**Problem description:**
Continue the account of the court case against Ilyasi over Anju's death, picking up right after its final sentence.

On 29 May 2001, the Delhi High Court allowed Ilyasi to travel outside Delhi. He had sought permission to go to Mumbai for work. The court said he may do so after informing the police of his plans two days in advance. In 2005, Rukma Singh appeal to a session court that a Central Bureau of Investigation (CBI) probe be started on the case. The court in August 2005 rejected the plea saying the plea filed after 5 years had no sufficient reason and was aimed at delaying the trial.

In August 2010, Rukma's counsel told the court that additional murder charges (Section 302 of Indian Penal Code) should be added to the case. Her claims were supported by the prosecution. Sharma said the doctor who carried out the post mortem did not deny the possibility of homicide. Sharma also told the court that even though Ilyasi claimed to snatch the knife away from Anju, neither his nor Anju's fingerprints were found on the knife. Ilyasi argued that the doctor cannot be relied upon because he was later transferred from the mortuary department after allegation of unprofessional work. The sessions court rejected the plea for additional murder charges in February 2011 after finding no new material in the case. In an interview in 2012, Ilyasi said that the murder charges were being sought to take custody of his daughter, then 15. He said that he had not taken dowry as it was a love marriage and he had paid for the expenses. In another interview, he said that the Indian dowry laws were biased against men.

**Raw data:**
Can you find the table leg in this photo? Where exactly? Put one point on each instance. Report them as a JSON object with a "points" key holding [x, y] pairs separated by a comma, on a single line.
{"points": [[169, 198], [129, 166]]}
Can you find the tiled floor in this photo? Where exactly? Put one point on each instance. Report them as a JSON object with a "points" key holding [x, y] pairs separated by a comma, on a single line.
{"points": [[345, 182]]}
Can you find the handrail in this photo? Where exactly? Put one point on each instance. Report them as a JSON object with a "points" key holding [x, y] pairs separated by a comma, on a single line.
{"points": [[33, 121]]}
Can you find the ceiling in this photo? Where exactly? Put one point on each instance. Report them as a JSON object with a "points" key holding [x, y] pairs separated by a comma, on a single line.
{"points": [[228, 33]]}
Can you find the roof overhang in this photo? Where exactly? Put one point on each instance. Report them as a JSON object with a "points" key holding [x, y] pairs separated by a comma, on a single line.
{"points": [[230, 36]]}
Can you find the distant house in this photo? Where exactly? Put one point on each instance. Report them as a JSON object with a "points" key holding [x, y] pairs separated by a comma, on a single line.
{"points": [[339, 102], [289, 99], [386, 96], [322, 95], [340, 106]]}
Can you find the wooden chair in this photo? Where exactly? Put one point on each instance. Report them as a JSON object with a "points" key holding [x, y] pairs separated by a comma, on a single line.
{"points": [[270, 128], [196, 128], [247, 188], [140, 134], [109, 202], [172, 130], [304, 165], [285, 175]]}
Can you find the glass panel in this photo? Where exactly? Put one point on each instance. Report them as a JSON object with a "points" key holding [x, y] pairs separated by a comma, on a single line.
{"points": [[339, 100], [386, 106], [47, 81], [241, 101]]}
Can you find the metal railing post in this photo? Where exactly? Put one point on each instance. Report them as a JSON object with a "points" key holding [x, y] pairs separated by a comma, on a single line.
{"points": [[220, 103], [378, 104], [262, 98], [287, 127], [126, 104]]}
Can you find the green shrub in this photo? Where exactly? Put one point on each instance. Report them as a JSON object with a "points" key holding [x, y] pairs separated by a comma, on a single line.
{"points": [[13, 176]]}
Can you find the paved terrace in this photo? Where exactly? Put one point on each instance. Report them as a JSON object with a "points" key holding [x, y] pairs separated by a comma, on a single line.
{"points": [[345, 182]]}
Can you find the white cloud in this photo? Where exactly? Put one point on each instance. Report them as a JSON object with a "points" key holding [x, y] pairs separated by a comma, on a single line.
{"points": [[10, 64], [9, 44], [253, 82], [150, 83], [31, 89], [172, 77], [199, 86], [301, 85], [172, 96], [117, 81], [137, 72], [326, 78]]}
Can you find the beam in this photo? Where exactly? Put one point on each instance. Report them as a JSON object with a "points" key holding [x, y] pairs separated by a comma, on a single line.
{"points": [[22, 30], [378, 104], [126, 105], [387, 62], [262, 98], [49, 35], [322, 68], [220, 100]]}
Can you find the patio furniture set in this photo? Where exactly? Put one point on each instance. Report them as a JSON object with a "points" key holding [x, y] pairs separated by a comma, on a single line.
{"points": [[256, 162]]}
--
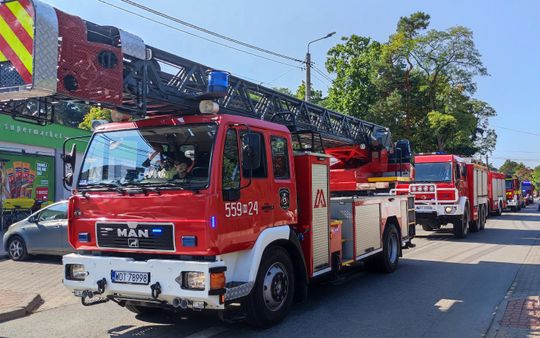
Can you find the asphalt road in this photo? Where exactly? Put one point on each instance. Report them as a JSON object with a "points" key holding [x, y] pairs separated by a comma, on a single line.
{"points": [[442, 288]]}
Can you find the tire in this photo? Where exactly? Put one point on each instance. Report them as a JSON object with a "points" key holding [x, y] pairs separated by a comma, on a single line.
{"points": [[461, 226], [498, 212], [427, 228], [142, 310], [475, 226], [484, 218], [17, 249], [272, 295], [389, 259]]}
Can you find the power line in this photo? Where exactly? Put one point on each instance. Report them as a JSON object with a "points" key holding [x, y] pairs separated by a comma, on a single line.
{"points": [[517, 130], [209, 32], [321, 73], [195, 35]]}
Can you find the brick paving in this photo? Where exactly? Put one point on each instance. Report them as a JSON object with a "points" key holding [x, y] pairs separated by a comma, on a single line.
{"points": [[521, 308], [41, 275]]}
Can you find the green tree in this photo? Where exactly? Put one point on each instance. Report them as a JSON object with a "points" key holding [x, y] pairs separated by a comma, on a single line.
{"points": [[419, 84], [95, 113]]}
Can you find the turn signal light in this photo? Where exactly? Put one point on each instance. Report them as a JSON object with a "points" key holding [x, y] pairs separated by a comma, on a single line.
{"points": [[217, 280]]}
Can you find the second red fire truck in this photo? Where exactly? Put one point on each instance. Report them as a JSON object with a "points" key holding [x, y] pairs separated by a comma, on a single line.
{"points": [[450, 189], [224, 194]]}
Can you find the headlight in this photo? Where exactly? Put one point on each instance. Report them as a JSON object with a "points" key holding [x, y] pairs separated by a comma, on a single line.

**Output below:**
In January 2013, the Delhi High Court stopped the proceedings of medical board. The police had formed a new medical board, as the previous board was split on its opinion whether it was murder. Ilyasi's counsel told them that the police had formed the new board without permission from the trial court, thus it was contempt of court. In March 2013, the Delhi High Court stayed the proceedings. The case was tried at a session court under section 498A/304B/302 IPC at Karkadooma District Court, New Delhi. Ilyasi was finally acquitted of all charges on 6 October 2015.

On 20 December 2017, Ilyasi was convicted of murdering his wife by a Delhi court, which sentenced him to life imprisonment. On 5 October 2018, Delhi High Court acquitted him, stating that there was no evidence against him on record to sustain the conviction.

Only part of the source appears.